* **The task**: In the material below, how many lines contain the word "window"? Tally them and give only the number.

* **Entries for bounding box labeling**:
⟨

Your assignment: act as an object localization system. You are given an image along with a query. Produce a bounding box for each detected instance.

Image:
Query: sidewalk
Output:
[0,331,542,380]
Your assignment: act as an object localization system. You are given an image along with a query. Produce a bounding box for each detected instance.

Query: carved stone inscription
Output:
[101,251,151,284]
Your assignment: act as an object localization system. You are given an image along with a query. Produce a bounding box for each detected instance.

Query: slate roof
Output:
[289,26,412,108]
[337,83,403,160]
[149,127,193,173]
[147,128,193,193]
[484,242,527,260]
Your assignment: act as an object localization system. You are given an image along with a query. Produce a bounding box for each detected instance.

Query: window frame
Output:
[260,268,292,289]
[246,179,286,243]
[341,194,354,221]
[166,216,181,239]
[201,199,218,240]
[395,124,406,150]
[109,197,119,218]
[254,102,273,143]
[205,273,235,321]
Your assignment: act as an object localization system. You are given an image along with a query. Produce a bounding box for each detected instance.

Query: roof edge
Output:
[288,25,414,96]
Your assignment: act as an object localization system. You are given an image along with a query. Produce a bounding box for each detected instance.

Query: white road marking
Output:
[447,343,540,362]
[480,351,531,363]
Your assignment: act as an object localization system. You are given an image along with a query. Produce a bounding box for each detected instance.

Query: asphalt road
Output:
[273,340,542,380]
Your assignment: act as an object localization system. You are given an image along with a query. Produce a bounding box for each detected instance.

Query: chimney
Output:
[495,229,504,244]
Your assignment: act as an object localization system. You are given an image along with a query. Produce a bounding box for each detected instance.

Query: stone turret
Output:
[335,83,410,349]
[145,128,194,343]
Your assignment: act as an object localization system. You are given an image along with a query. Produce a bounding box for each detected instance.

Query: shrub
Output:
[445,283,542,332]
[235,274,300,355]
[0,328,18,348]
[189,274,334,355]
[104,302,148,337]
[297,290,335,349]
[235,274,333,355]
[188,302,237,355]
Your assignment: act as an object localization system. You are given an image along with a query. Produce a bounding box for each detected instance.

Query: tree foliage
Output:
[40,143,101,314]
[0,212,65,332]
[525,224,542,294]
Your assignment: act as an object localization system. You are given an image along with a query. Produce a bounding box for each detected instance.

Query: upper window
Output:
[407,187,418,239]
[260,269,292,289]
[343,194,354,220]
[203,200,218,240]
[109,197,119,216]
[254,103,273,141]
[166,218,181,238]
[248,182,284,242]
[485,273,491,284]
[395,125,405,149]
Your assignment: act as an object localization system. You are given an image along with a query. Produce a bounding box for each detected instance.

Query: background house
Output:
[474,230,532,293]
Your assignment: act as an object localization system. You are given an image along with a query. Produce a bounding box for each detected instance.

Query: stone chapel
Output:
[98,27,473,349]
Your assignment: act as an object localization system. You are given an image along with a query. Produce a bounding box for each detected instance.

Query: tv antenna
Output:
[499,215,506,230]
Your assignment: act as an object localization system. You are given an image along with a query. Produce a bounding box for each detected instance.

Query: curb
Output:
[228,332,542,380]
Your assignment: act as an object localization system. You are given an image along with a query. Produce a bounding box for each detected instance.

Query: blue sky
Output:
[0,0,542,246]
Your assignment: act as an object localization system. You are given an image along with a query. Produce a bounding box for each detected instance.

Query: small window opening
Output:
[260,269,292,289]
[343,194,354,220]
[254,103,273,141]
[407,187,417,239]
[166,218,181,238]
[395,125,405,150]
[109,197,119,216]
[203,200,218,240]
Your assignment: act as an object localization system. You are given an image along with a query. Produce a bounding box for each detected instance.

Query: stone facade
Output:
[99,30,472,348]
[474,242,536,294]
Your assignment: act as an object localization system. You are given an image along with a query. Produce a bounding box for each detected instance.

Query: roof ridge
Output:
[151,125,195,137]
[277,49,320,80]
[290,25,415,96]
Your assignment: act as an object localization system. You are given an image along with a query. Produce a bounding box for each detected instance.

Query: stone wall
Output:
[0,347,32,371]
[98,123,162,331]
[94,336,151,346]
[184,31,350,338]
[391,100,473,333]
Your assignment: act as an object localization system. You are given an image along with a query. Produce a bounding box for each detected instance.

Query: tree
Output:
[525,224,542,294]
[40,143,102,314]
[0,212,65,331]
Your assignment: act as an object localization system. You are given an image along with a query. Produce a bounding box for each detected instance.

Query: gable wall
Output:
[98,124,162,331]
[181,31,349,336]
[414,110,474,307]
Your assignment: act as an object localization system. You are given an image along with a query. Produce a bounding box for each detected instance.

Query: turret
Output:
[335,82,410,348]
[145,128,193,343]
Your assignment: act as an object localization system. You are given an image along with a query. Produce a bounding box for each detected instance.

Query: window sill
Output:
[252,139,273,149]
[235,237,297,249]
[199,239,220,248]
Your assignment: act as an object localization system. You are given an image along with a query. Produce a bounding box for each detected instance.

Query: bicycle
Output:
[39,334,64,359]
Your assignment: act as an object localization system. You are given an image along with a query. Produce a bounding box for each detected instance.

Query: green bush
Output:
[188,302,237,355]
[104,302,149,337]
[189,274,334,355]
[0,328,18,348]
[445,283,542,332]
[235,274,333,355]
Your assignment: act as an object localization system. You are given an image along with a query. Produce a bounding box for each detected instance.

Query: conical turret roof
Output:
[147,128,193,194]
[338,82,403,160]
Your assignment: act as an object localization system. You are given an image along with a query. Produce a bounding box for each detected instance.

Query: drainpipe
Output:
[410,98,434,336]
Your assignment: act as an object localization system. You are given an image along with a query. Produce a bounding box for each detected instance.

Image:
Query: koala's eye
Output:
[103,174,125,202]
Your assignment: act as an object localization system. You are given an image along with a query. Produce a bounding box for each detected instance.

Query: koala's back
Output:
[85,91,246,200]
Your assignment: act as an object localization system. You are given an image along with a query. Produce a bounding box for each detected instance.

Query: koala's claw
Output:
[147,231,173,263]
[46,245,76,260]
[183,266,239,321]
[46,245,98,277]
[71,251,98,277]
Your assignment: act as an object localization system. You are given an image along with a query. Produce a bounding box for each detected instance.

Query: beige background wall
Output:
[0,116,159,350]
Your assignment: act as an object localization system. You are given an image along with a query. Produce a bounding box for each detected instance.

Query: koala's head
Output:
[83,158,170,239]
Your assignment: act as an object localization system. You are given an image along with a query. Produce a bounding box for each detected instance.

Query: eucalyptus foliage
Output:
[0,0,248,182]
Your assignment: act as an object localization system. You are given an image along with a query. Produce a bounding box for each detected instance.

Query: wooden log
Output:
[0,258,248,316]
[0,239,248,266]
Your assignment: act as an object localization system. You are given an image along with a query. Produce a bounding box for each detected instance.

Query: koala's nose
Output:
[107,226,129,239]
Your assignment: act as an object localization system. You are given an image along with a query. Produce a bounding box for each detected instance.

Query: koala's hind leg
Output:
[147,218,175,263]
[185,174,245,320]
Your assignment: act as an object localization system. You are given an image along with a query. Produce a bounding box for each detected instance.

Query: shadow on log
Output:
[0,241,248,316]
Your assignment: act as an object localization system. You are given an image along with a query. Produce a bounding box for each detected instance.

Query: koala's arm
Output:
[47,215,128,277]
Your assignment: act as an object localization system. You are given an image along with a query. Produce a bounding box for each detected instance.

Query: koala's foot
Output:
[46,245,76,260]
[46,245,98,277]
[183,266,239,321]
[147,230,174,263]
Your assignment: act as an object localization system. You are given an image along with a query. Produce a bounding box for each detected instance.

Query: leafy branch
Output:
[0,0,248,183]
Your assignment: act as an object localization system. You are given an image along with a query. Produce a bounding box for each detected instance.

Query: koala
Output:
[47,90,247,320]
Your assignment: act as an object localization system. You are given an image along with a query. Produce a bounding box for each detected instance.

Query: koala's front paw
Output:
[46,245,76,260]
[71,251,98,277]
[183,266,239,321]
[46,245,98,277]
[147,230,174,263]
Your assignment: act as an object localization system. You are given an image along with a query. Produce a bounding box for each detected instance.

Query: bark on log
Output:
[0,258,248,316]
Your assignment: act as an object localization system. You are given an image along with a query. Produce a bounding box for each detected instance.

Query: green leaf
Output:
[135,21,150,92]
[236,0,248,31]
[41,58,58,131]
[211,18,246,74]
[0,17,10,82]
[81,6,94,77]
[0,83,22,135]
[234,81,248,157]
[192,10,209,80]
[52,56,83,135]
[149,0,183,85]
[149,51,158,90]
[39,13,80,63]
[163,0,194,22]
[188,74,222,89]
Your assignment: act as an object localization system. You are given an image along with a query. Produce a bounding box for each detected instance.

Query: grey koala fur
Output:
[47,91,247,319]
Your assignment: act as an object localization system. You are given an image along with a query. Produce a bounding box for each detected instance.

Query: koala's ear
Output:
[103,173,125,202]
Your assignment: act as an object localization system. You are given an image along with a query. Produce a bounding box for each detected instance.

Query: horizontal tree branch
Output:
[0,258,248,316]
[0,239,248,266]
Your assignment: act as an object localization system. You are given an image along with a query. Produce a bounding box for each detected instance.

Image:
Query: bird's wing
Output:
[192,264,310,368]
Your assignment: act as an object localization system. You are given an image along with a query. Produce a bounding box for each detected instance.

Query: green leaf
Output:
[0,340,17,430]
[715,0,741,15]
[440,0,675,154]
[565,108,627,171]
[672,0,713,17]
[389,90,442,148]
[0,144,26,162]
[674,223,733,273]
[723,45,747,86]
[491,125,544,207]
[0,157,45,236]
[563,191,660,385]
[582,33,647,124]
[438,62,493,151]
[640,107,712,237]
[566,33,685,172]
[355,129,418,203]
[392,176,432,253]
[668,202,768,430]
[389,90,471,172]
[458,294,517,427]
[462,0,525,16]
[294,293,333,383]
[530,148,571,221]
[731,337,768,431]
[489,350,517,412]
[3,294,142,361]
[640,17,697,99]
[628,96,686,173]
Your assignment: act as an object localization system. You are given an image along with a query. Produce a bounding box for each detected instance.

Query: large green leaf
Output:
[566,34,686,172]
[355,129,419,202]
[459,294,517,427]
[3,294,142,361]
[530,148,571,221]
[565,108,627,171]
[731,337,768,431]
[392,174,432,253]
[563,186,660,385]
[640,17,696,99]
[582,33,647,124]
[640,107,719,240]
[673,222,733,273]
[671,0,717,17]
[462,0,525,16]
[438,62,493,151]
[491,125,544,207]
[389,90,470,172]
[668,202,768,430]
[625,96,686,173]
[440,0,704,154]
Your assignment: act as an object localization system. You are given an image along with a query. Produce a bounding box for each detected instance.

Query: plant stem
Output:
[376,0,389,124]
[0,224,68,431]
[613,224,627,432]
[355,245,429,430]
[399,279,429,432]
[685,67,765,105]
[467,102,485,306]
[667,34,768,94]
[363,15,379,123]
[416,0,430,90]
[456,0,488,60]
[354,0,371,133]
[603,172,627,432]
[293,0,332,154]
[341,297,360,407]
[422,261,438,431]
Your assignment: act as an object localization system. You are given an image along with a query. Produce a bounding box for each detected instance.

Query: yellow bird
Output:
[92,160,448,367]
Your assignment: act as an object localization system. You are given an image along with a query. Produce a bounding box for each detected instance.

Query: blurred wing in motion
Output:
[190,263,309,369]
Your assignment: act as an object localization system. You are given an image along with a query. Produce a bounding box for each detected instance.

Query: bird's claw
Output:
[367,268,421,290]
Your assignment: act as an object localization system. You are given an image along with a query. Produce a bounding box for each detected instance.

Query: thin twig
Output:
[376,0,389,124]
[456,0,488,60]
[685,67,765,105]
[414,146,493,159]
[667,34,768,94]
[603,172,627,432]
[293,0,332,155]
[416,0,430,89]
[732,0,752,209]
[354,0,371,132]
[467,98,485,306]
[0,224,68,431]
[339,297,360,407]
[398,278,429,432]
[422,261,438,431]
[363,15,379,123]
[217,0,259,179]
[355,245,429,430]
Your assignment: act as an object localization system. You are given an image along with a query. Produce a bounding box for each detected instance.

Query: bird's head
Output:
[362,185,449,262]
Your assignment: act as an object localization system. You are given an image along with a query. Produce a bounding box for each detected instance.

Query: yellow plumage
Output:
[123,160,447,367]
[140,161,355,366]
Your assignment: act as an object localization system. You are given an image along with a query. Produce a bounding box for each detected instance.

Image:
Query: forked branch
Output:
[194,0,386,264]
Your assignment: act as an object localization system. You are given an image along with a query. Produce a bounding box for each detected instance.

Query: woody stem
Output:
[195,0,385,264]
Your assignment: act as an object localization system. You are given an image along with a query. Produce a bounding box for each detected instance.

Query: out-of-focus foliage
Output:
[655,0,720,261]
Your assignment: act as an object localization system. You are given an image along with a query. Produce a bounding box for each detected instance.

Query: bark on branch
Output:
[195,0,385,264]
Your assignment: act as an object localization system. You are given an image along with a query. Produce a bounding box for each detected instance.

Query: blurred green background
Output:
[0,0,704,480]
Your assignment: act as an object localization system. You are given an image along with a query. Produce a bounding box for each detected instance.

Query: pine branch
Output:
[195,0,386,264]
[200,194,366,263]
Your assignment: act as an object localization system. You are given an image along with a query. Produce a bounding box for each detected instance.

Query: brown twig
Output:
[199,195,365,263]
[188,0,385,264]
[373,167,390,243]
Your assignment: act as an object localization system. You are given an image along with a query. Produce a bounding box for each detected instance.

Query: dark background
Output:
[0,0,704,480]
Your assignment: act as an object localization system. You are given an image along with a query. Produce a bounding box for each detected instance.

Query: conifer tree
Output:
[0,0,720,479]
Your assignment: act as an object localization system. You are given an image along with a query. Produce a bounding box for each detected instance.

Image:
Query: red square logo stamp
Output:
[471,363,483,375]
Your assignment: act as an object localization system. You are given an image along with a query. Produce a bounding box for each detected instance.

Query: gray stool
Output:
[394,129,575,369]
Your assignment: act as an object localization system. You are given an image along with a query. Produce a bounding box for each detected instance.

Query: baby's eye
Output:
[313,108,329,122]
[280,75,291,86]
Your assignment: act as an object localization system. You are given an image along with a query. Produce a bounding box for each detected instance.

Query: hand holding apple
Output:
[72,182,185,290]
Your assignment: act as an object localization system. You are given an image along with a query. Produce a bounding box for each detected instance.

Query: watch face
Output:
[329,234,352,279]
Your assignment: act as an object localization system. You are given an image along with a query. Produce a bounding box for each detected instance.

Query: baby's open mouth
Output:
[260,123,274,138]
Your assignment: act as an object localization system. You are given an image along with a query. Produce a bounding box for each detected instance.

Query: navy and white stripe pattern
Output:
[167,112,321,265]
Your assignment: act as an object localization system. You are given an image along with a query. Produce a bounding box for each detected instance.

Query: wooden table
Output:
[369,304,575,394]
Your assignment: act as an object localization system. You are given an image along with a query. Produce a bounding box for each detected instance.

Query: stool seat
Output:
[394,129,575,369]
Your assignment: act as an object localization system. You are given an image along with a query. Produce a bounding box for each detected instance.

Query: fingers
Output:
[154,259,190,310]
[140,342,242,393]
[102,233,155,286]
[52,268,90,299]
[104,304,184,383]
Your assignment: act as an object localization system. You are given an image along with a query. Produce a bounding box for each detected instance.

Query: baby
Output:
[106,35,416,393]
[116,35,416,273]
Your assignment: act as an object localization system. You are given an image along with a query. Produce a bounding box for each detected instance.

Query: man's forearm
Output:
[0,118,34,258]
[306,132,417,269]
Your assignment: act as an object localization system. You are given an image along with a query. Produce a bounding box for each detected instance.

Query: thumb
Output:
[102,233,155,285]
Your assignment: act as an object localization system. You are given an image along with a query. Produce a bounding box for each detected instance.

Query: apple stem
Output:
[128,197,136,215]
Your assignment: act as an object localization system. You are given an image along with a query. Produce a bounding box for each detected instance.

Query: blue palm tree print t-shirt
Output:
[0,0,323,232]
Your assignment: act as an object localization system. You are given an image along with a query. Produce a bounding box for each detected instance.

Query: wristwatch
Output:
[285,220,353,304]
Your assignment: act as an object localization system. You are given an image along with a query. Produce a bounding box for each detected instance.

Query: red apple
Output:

⟩

* **Complete response**: 4